(Trecho)
= = = = = = =

Desde que terminei a leitura tenho pensado muito em como esse nosso modelo familiar, que não sentiu 10% das dificuldades vividas pela família de Noah na década de 70, seja pela forma de abordar o autismo, seja pelo nível de severidade do autismo dele, tem sido moldado por conta da condição de Leti.
A comida sempre em lugares inacessíveis por conta da sua compulsão, os quartos todos trancados para ela não bagunçar toda a roupa para passar cuspe (porque nessa quarentena, por um período, ela ampliou a obsessão pelos lençóis e passou a procurar nossas roupas), o cheiro de xixi pelo ar - do colchão que seca na varanda ou do descuido no sofá-, os lençóis espalhados pela casa, os baques surdos e repentinos das pancadas que ela dá com a cabeça na parede ou no blindex do banheiro, a complexidade que gira em torno de coisas aparentemente simples, como um passeio ao parque ou uma pequena viagem. O estado constante de alerta.
E embora eu já tivesse muitas vezes ponderado sobre a forma como a diversidade da nossa família amplia nosso olhar, favorece nossa empatia, nos aproxima de pessoas especiais e melhor nos capacita a lidar com o diferente - e este aspecto positivo é inegável! - percebo agora que não posso ter o pudor de deixar de enxergar também o outro lado da moeda, e ver como tais características podem gerar tensão, medo, revolta, sentimentos estes inerentes ao ser humano.

= = = = = = =

(Aplique a leitura)
1/ Segundo o trecho sobre a família de Leti, que efeitos positivos a diversidade da família traz? Liste todos.
2/ Por favor, dê sequência ao trecho sobre a família de Leti a partir da última frase, em um parágrafo na mesma voz.
A listagem que vem depois do trecho é um material independente.

Dados de localização de objetos por linguagem natural
= = = = = = =

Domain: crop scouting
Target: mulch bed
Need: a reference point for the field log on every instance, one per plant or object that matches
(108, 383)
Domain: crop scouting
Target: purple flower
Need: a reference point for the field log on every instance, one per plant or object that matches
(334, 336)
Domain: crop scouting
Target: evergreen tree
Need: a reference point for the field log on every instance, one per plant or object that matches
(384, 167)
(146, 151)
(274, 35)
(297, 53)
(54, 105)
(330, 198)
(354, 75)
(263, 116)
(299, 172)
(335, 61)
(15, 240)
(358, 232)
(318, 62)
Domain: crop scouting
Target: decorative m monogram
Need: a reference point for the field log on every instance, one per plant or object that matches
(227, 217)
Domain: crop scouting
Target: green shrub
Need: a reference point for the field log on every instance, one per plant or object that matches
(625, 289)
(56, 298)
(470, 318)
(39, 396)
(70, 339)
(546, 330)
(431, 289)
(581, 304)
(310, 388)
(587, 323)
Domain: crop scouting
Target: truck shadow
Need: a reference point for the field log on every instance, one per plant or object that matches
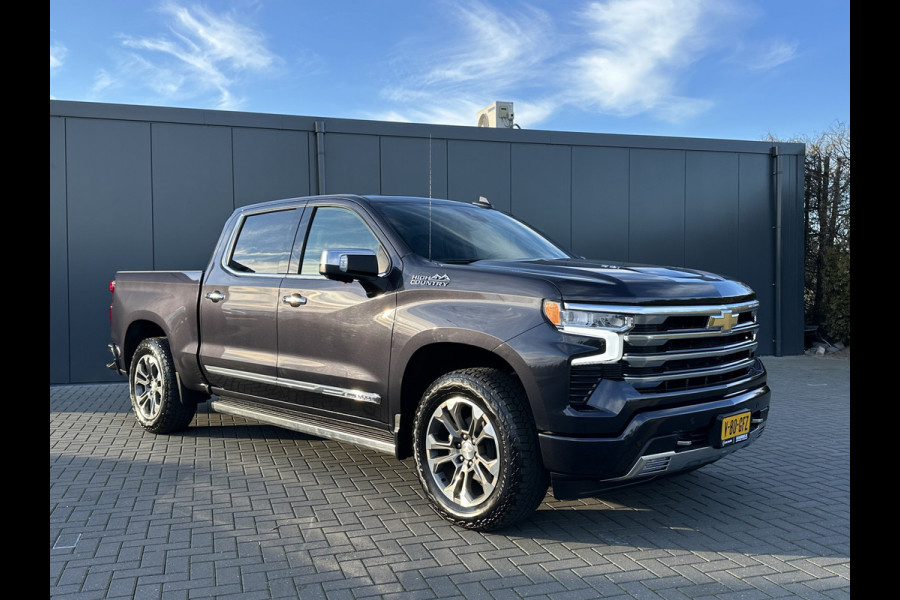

= = = = = = =

(Respostas por tarefa)
1/
- Amplia o olhar da família.
- Favorece a empatia.
- Aproxima a família de pessoas especiais.
- Capacita melhor a família a lidar com o diferente.

2/
Ontem, quando fazia minha leitura noturna na sala, sentindo o cheiro do xixi, escapado do cochilo vespertino de Leti no sofá, e via os inúmeros lençóis (100% poliéster, que ela usa para passar cuspe, dizendo que tá desenhando) espalhados pelo chão, mais uma vez pensava em como tudo isso tem impactado em nós. Em como às vezes o que desejo é só um pouco de normalidade; poder circular pela casa sem me preocupar se Mateus esqueceu alguma guloseima em lugar visível, ouvir um barulho e não associá-lo imediatamente a alguma autoagressão ou a algum rompante de Leti (que já quebrou 3 tablets nesta quarentena), poder sair para caminhar na pracinha com leveza, sem ter que convencê-la a ir, grudada a meu corpo, com medo sabe-se-lá de quê, ter uma tarde livre em casa enquanto os filhos saem para fazer algo com seus amigos...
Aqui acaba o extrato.